▶ Фрагмент текста
..........

— Мальчик родился.
— Хороший мальчик?
— 12 килограмм.
— Бегает?
— Зачем? Ходит.
— Болтает?
— Молчит.
— Умный мальчик, далеко пойдёт.
Диалог из кинофильма «Тот самый Мюнхгаузен»
(«Мосфильм», 1980 год).
— Мальчик родился.
— Хороший мальчик?
— 12 килограмм.
— Бегает?
— Зачем? Ходит.
— Болтает?
— Молчит.
— Умный мальчик, далеко пойдёт.
Диалог из кинофильма «Тот самый Мюнхгаузен»
(«Мосфильм», 1980 год).
Склонность к бродяжничеству была с ним всегда. С младших классов прогуливал уроки, слонялся по коридорам школы-интерната, порой доводя свою первую учительницу до истошного крика. Потом стал уходить «за», как детдомовцы кратко звали всё за пределами интернатского забора: сначала бегал в ларек за дошиками для старшаков, потом как-то на несколько дней пропал — позже рассказал, что нашел приют у взрослого алкоголика, жившего по соседству.
В 14 лет он мог уйти из своего интерната и всю ночь топать пешком к моей съемной полуторке — из Восточной Сибири в Западную, с правого берега Енисея на левый — по далеко не самому короткому маршруту автобуса № 85. В общей сложности — около 30 километров. А потом, понимая, что, попадись он мне на глаза, я верну его обратно, несколько суток жил в нашем подъезде, побираясь и подрабатывая на заправке, шокируя в свободное время соседку-пенсионерку Светлану Гавриловну на лавочке у подъезда рассказами о своем желании стать бомжом.
Рано пристрастился к алкоголю. Лечили его и в психушке, но два с половиной месяца госпитализации результата не дали. Лет с четырнадцати его стали запирать в интернатском медблоке — рекорд сидения там составил 50 с чем-то дней. От скуки он там выжег себе ложкой, раскаляя ее пламенем зажигалки, небольшой прямоугольник на предплечье.
Рыжий, веснушчатый, с узкими косыми глазами на круглой монголоидной мордашке, артистичный и общительный, он в свои 10 лет, когда я пришел работать в их интернат, ростом был с хилого пятилетку.
Из его личного дела я узнал, что в детдом он попал как раз в пять лет — забрали от пьющей матери, когда она до полусмерти его избила. Отец к тому времени погиб в пьяной драке, вскоре умерла мать — и Серега стал круглым сиротой. Из приюта его перевели в детдом в райцентре, оттуда через год — в интернат в Красноярске, где мы и познакомились.

..........

▶ Записи данных
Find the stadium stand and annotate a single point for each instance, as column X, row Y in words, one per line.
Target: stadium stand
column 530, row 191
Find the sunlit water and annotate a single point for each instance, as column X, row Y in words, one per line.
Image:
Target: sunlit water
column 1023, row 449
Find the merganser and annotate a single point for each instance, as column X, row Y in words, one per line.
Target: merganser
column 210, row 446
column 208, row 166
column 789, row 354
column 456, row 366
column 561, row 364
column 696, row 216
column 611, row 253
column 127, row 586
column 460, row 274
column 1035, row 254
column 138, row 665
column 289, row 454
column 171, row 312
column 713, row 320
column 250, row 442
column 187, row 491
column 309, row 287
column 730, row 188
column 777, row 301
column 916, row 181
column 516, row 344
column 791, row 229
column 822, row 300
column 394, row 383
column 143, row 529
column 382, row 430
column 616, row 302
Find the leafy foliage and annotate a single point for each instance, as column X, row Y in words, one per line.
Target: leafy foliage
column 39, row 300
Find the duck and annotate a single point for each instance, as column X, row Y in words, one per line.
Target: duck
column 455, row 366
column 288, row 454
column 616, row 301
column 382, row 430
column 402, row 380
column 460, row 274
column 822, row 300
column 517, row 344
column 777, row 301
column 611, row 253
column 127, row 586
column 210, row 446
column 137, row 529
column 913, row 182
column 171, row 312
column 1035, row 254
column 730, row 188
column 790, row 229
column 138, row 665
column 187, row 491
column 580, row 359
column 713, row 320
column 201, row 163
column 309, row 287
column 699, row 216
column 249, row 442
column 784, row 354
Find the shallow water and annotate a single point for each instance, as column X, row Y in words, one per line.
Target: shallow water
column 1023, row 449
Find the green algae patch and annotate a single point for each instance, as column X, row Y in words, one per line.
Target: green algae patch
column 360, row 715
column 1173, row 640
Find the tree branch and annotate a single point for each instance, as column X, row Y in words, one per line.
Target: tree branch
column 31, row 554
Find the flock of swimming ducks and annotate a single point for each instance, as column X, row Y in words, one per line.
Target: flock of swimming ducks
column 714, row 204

..........

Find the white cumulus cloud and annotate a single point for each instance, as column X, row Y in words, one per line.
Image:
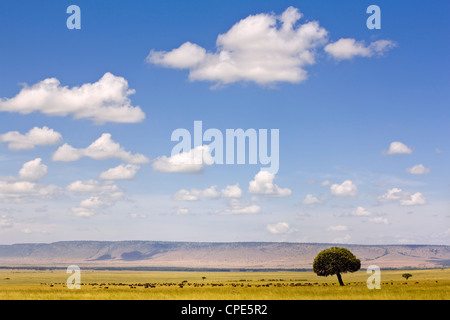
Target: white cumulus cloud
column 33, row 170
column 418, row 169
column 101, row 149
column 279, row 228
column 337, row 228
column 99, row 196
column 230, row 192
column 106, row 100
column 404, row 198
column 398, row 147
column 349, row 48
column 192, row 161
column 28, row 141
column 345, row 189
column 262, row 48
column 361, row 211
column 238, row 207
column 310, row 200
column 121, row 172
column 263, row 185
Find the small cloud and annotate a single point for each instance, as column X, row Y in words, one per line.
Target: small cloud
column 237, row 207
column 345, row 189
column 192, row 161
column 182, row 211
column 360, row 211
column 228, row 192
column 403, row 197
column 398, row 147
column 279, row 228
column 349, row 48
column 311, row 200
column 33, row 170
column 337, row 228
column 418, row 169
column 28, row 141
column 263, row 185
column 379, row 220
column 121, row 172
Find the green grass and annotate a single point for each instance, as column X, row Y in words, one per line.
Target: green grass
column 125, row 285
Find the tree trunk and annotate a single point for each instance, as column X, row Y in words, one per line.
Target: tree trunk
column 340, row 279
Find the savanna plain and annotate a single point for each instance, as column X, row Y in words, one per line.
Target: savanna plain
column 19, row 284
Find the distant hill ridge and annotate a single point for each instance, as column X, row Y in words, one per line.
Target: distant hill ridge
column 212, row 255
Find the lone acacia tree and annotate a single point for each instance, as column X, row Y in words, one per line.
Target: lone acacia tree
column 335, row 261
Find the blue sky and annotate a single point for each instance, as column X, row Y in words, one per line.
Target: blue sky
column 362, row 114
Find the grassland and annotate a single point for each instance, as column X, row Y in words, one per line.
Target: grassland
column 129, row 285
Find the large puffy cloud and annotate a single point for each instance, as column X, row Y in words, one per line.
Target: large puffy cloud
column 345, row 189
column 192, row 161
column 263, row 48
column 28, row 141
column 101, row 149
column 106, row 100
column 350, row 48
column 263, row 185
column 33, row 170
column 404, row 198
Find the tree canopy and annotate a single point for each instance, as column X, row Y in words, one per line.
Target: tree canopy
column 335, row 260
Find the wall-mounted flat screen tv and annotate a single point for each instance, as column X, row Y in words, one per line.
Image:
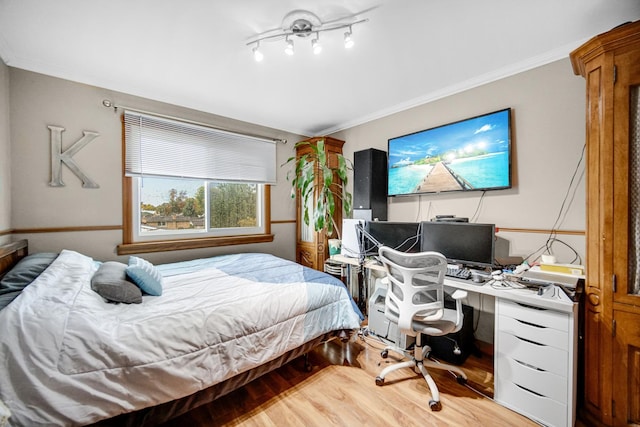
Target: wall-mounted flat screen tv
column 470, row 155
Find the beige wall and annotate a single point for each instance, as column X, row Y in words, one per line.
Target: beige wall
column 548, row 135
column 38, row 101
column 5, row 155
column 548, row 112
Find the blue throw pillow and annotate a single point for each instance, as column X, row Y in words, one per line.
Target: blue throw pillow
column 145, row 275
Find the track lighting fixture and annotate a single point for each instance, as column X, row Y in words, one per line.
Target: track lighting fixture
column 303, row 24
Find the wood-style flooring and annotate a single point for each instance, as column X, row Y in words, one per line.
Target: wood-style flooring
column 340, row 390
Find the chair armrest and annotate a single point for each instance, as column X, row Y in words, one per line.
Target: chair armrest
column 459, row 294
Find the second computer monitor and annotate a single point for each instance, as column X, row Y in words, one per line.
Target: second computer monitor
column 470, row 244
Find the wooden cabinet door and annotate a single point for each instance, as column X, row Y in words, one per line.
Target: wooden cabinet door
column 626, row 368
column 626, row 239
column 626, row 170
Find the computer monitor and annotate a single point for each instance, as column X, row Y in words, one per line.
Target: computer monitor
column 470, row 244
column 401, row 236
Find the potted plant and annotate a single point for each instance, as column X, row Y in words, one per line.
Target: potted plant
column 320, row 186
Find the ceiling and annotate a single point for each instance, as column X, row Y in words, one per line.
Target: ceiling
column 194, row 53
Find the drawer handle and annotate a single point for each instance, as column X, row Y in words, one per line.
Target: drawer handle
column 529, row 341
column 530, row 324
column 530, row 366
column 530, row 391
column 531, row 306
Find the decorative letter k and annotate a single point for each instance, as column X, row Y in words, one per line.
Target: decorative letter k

..........

▶ Выполните задания
a. Согласуются ли с фрагментом текста утверждения ниже? Для каждого ответьте «да» или «нет» и процитируйте решающие слова фрагмента.
(i) В интернат в Красноярске Серегу перевели прямо из приюта.
(ii) Рекорд пребывания Сереги в интернатском медблоке превысил 50 дней.
(iii) Серегу лечили в психушке полгода.
b. Какое расстояние, по словам фрагмента текста, Серега в 14 лет проходил пешком за ночь?

▶ Выполненное упражнение
a.
(i) Нет: «Из приюта его перевели в детдом в райцентре, оттуда через год — в интернат в Красноярске».
(ii) Да: «рекорд сидения там составил 50 с чем-то дней».
(iii) Нет: «два с половиной месяца госпитализации результата не дали».

b. Около 30 километров.